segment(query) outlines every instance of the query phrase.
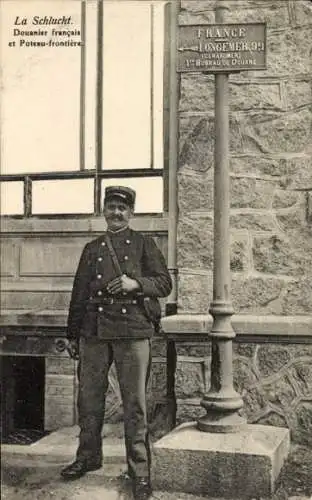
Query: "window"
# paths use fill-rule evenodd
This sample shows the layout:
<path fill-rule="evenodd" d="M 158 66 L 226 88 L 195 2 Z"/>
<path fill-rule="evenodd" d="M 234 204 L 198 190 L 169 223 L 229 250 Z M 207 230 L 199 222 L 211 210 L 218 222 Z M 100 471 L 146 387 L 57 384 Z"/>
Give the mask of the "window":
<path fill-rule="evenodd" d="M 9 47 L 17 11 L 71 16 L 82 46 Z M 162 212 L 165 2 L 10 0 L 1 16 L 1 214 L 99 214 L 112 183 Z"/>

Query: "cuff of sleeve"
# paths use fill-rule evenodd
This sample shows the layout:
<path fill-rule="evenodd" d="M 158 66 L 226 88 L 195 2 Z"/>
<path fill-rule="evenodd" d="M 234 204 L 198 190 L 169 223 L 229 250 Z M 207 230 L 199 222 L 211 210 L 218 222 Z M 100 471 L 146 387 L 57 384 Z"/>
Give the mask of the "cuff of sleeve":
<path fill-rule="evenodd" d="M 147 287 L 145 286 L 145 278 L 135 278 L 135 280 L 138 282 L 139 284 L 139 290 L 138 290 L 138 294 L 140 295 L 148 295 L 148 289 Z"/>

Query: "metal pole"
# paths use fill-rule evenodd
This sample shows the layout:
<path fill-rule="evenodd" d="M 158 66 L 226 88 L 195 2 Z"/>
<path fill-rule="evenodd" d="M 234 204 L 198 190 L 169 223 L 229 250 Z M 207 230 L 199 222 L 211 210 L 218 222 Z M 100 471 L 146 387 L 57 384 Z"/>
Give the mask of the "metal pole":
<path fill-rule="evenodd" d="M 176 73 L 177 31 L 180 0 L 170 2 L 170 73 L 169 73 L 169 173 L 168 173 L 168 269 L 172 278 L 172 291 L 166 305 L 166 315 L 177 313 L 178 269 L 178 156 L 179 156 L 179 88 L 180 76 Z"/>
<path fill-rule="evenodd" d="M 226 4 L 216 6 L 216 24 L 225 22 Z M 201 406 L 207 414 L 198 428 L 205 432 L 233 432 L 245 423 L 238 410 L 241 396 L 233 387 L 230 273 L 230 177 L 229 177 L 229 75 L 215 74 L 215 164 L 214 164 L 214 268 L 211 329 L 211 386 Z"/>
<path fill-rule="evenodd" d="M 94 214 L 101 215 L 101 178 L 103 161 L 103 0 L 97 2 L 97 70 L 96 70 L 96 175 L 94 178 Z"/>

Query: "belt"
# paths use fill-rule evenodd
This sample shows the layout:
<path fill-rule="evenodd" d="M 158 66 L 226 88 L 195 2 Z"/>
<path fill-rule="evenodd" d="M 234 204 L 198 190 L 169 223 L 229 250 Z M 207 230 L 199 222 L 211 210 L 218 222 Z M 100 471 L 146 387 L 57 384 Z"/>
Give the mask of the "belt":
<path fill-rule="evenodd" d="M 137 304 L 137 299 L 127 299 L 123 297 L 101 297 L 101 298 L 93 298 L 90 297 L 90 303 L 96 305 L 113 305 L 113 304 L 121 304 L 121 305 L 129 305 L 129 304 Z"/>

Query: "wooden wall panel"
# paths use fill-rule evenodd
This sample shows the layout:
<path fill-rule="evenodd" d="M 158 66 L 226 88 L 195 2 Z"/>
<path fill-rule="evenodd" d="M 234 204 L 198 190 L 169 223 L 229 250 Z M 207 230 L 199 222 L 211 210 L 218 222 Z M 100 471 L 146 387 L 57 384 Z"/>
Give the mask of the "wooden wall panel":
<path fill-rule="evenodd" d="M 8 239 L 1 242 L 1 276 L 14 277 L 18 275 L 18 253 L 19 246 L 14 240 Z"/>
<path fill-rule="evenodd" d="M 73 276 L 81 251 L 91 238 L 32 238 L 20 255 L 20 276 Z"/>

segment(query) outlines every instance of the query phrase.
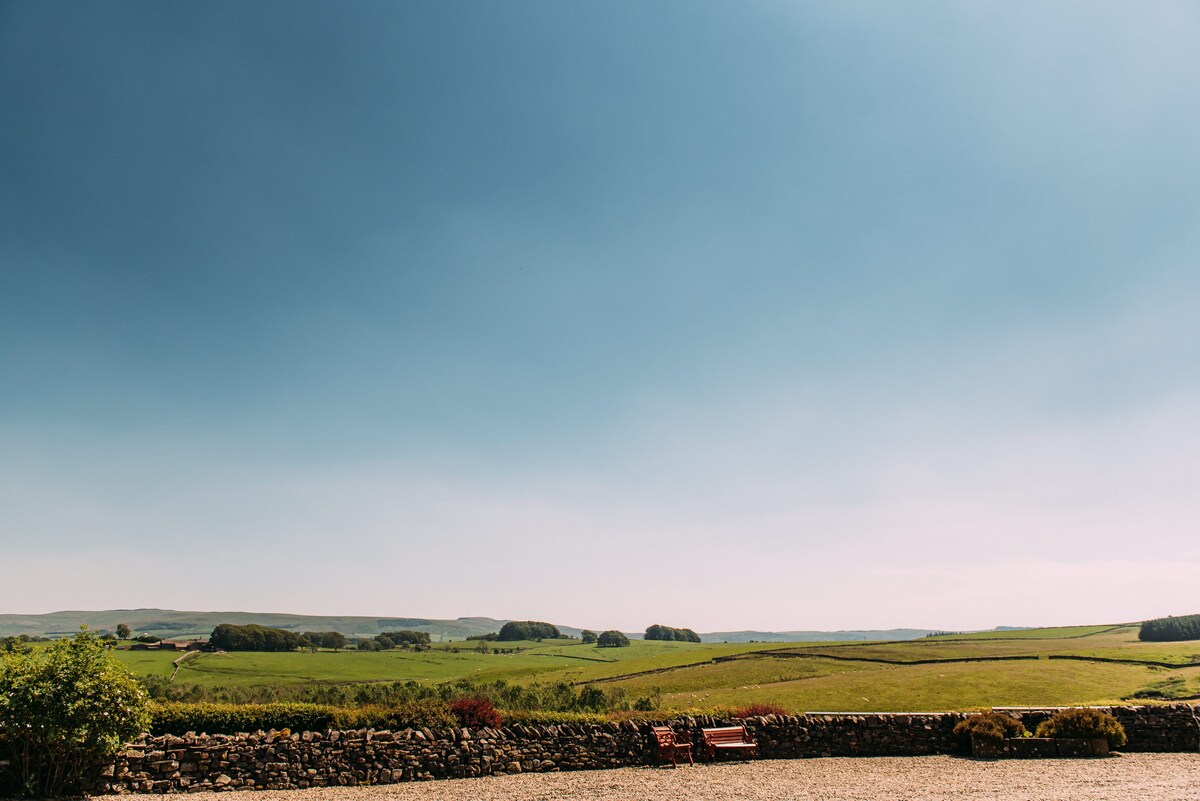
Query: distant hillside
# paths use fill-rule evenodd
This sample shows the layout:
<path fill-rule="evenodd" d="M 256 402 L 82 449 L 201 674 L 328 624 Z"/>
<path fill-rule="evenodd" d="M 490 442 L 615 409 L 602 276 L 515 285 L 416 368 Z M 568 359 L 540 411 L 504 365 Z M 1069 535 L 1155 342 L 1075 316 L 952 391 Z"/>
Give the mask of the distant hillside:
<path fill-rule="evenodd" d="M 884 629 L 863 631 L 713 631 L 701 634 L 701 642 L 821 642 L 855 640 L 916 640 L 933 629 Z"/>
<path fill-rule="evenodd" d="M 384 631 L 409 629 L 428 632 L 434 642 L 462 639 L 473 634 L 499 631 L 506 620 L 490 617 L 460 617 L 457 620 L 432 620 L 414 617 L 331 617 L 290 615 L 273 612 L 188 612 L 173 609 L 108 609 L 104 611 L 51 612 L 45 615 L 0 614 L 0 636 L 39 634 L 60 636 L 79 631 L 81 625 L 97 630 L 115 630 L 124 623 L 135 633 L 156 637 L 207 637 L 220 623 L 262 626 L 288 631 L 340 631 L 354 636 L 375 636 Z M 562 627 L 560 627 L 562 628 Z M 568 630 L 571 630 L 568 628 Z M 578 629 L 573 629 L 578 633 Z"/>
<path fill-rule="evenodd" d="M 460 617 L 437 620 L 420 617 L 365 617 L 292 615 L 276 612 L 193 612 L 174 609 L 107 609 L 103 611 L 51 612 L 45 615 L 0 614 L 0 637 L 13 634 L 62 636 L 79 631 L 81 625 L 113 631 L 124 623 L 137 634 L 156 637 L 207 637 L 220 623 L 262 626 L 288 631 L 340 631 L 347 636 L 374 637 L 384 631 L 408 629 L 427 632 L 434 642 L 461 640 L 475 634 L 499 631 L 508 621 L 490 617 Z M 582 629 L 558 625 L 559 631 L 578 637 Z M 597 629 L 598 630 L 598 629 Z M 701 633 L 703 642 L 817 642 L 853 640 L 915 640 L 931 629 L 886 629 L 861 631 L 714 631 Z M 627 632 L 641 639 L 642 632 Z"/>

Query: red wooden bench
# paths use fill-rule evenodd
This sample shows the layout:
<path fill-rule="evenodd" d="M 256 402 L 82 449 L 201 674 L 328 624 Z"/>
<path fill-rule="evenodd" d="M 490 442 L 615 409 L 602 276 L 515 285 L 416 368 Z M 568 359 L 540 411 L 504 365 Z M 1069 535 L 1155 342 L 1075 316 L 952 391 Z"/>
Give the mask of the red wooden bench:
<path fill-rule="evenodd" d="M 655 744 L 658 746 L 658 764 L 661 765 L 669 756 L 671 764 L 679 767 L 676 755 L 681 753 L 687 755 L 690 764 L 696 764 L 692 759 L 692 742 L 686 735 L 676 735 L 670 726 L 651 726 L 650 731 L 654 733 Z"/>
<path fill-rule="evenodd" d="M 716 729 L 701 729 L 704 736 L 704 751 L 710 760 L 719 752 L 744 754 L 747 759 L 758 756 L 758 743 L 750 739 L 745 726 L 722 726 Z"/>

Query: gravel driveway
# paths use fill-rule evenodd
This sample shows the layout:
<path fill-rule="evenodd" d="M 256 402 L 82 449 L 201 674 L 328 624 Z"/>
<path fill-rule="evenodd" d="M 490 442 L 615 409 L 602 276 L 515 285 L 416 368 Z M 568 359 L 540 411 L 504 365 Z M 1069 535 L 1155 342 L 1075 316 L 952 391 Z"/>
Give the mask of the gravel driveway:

◆ ◆ ◆ ◆ ◆ ◆ ◆

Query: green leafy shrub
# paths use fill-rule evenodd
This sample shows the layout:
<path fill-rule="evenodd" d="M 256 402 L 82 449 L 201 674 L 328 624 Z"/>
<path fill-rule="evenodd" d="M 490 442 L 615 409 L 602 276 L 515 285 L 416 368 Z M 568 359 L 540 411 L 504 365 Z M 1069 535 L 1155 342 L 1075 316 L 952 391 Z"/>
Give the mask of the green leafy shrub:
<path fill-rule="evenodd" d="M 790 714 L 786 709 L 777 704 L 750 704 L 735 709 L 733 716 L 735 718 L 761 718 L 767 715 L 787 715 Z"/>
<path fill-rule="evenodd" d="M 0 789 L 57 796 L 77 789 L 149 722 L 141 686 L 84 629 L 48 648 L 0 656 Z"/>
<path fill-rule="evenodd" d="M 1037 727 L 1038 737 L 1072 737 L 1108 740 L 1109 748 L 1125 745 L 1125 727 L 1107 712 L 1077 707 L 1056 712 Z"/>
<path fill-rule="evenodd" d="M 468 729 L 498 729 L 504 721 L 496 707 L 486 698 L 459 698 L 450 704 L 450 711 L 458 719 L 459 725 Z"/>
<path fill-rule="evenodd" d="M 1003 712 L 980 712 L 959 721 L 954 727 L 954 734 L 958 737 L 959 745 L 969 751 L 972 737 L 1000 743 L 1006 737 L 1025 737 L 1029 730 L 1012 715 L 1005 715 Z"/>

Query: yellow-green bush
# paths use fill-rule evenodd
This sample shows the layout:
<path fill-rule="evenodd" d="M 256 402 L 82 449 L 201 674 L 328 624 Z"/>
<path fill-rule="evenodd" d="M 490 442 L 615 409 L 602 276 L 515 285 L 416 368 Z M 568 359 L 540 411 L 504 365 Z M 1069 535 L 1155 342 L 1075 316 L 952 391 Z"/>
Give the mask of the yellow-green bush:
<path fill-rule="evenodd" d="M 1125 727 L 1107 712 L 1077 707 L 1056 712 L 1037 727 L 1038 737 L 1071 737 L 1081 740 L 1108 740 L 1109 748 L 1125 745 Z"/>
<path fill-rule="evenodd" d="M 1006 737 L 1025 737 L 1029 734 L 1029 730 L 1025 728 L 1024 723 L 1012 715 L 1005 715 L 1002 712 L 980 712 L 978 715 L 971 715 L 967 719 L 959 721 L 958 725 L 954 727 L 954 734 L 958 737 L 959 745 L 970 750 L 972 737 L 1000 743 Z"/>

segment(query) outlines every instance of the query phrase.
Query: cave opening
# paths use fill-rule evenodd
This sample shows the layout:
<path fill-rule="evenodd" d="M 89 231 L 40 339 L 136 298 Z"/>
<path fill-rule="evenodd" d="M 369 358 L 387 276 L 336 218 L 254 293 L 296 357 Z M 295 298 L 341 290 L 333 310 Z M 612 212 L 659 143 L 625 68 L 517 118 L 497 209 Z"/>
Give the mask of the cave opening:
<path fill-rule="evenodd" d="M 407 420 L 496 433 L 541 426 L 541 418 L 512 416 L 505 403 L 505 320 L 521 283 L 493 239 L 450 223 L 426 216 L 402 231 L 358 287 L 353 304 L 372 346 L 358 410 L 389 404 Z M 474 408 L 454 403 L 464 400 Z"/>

◆ ◆ ◆ ◆ ◆ ◆ ◆

Where does the string "gravel" appear in the records? Copy every line that holds it.

# Your response
Query: gravel driveway
Give the mask of the gravel driveway:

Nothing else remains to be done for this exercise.